Genetic researchers crossed a critical threshold last year in their ability to understand complex diseases, posting a number of new discoveries that advanced knowledge of ailments caused by small contributions from multiple genes, the environment, and other causes.
Assistant Professor of Medicine Mark J. Daly, a researcher at Harvard-affiliated Massachusetts General Hospital, said April 10 that though science had become adept in recent years at finding the roots of diseases caused by single genes, more complex ailments such as type 2 diabetes and Crohn’s disease had eluded analysis.
As technology has advanced, however, so has the ability to analyze many genes at once — between populations of people afflicted with the disease and those who are not — for associations with specific diseases. In 2007, Daly said, science reached a watershed moment, with several studies revealing the presence of multiple genes that have small effects on several diseases.
“We have clearly crossed a critical threshold in our ability to discover genes for common diseases,” Daly said.
Daly made his comments as the opening speaker of a two-day symposium sponsored by the Harvard University Center for AIDS Research, the Broad Institute of MIT and Harvard, and the Harvard Initiative for Global Health. The symposium, called “Human Genomics: Advances and Opportunities in HIV/AIDS Research,” was held at the New Research Building at Harvard Medical School on April 10 and at the Broad Institute on April 11.

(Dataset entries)
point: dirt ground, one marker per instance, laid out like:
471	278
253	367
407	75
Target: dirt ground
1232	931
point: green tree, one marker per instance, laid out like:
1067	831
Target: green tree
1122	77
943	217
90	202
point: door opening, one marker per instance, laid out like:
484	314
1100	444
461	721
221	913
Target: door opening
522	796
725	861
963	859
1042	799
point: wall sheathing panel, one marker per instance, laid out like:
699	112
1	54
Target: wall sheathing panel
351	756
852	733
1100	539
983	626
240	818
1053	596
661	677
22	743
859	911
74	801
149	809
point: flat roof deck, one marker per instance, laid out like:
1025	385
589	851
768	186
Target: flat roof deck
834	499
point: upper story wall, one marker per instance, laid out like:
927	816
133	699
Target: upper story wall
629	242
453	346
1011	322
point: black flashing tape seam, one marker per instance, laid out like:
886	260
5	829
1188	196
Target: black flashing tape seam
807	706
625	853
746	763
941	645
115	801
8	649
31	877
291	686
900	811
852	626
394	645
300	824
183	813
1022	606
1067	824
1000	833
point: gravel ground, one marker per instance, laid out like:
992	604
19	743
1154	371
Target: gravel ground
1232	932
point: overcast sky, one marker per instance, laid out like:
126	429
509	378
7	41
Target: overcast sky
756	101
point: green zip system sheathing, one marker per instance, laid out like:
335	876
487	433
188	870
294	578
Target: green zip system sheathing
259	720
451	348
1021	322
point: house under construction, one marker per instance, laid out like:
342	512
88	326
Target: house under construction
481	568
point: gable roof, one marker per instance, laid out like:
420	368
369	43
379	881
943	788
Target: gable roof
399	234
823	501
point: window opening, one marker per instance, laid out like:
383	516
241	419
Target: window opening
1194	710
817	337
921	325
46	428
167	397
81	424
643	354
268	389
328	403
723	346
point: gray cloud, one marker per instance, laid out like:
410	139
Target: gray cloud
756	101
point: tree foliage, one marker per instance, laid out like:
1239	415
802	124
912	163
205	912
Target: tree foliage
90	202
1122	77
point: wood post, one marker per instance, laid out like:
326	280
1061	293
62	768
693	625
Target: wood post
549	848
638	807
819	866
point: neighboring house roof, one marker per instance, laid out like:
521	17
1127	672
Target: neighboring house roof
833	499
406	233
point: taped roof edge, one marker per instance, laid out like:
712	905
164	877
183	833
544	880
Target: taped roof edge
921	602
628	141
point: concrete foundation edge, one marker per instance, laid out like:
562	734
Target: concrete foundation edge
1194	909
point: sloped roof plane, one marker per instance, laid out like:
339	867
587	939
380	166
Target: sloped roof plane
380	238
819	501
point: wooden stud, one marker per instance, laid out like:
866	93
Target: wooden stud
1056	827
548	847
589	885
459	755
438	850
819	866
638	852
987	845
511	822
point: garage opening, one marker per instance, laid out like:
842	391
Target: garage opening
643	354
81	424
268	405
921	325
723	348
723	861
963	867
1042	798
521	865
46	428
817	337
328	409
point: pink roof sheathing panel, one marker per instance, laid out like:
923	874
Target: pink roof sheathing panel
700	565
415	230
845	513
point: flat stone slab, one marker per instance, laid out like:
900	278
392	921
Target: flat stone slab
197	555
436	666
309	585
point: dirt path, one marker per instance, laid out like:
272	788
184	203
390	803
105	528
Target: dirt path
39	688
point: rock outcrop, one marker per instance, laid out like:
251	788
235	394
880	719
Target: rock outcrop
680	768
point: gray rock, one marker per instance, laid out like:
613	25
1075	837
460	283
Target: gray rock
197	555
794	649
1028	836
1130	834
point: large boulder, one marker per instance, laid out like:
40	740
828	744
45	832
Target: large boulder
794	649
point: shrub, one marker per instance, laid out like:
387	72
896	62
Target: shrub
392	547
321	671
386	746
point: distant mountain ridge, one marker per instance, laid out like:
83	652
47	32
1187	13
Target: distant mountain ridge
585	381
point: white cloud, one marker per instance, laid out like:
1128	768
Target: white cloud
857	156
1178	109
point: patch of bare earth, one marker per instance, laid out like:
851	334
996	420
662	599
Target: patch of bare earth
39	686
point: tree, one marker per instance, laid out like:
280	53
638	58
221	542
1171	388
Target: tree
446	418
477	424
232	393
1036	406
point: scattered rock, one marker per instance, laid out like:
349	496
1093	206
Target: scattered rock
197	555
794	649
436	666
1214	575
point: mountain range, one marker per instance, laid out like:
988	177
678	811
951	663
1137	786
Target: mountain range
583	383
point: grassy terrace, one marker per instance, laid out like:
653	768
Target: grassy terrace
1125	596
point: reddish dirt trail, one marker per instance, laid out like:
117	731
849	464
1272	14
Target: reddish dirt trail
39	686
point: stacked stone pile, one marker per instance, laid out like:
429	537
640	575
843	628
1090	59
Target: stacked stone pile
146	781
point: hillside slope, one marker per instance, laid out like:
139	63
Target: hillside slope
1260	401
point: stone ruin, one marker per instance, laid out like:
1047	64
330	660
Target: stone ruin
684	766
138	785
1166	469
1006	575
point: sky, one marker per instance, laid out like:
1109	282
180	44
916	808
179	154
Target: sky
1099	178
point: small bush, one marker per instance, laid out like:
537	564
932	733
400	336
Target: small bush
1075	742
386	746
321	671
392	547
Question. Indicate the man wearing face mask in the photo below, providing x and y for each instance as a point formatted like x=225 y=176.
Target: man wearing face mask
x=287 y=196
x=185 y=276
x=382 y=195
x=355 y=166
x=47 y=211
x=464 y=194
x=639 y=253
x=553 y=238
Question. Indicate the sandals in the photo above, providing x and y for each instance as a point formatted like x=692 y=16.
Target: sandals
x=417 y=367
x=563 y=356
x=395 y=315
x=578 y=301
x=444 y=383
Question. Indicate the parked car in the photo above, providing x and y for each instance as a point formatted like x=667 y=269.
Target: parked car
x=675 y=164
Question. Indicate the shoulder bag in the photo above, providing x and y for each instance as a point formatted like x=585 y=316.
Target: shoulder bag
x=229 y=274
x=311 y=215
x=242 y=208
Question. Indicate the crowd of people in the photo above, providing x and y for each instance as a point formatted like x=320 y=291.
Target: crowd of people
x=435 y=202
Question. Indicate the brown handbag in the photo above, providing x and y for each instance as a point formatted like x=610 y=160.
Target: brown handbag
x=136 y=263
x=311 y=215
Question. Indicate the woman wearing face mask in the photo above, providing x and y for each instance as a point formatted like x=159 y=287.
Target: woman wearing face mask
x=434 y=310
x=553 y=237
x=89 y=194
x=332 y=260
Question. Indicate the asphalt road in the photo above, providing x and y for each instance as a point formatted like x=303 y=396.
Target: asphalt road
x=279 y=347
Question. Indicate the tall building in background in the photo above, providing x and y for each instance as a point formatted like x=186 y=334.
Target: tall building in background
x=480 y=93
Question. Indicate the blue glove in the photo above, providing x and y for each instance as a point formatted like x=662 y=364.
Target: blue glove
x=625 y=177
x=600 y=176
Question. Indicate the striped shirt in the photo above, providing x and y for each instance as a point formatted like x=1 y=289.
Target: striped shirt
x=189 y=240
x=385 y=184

What needs to be done =>
Can you carry on the article on complex-disease genetics from where it stops? The listing above comes from a different source than the article on complex-disease genetics.

Answer below =>
The symposium, held annually, brought together researchers in a variety of fields to discuss recent advances in genetic studies. Speakers discussed topics including natural selection’s effect on the genome, population structure and ancestry in genetic disease association studies, and pharmacogenomics.
Daly was introduced by Professor of Medicine Bruce Walker, director of the Harvard University Center for AIDS Research. The symposium topic was chosen, Walker said, because it was clear that genomics was playing a huge role in disease research.
Though genomics has been said to herald a day of personalized medicine, where treatments are tailored to each person’s unique genetic and physical makeup, in actuality, genomics’ most important use will be to understand the biological causes of diseases in humans, Daly said.
A development that helped researchers, Daly said, was that humans turned out to not be very genetically diverse. While geographic diversity often means genetic diversity, humanity’s spread around the globe was so rapid that there wasn’t time for a lot of genetic diversity to develop.
While technology has allowed researchers to find many new genes implicated in complex diseases, these new genes tend to explain just a small part of the disease’s heredity. These ailments, such as Crohn’s disease, result from a complex interplay between environment and several different genes that each affect whether and how someone develops an illness.
“We began to find quite a significant number of disease genes, each of which explains a small part of heritability of Crohn’s disease,” Daly said.
Though each of these genes plays just a small role in the disease, Daly said, they are all critical in our understanding of the ailment. The insight gained by studying them could lead to a novel approach to treatment.
“What matters in these studies is the insight into disease mechanism,” Daly said, adding that after decades of toil to understand the genetic roots of disease, the work is now bearing fruit. “We’ve clearly gotten over some hump of identifying genes that underlie complex diseases.”